# Provided records:
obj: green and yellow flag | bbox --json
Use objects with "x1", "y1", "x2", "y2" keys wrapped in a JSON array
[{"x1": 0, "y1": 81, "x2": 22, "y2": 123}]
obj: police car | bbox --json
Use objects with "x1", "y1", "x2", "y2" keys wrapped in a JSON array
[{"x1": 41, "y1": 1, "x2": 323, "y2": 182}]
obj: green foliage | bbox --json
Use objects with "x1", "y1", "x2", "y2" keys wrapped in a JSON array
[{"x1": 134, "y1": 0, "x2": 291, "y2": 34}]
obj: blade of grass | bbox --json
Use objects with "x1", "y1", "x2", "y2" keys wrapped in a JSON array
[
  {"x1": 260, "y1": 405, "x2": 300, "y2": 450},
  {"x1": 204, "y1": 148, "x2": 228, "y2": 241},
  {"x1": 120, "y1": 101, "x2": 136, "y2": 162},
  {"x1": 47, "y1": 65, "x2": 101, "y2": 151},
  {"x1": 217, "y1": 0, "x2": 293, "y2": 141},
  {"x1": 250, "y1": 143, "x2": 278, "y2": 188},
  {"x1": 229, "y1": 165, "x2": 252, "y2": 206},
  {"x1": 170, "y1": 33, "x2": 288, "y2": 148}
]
...
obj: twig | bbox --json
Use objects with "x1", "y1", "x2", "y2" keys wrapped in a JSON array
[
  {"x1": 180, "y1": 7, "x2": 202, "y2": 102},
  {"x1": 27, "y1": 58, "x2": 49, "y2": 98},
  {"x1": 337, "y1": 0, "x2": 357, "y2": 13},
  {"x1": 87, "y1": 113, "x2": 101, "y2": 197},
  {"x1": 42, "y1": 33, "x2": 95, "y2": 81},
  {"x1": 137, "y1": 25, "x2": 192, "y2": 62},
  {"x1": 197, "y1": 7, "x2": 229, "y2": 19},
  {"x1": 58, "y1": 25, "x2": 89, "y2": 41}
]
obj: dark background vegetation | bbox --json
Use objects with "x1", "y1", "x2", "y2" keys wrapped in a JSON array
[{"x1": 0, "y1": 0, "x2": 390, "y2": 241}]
---
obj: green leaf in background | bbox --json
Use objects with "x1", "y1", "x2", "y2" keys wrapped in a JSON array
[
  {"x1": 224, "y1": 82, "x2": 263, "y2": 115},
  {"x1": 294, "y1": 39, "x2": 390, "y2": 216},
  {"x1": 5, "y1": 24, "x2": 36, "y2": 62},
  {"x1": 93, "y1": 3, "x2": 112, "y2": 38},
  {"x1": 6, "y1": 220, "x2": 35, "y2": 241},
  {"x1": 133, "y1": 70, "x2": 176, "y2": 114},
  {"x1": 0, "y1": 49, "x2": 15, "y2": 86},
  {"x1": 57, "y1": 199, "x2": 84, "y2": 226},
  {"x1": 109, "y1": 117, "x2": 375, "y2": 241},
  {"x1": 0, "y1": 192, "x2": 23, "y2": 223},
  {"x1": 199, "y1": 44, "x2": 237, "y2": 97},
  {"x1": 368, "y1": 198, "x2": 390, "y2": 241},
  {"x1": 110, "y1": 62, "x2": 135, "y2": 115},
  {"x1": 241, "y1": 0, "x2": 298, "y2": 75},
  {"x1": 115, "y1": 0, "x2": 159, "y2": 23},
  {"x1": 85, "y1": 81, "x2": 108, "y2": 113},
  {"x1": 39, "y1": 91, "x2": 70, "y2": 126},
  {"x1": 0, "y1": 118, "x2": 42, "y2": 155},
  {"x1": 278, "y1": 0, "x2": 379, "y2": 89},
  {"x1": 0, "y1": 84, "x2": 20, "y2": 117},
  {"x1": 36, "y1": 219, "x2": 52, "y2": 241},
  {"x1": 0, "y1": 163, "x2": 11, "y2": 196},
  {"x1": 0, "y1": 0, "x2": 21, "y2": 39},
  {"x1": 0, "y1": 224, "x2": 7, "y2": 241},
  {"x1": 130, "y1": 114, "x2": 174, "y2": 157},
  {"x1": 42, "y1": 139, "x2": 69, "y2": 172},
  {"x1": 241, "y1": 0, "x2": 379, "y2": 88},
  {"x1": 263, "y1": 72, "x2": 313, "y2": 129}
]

# Instruction:
Count the lines in the records above that contain the string "bbox", and give only the number.

# Answer to the exercise:
7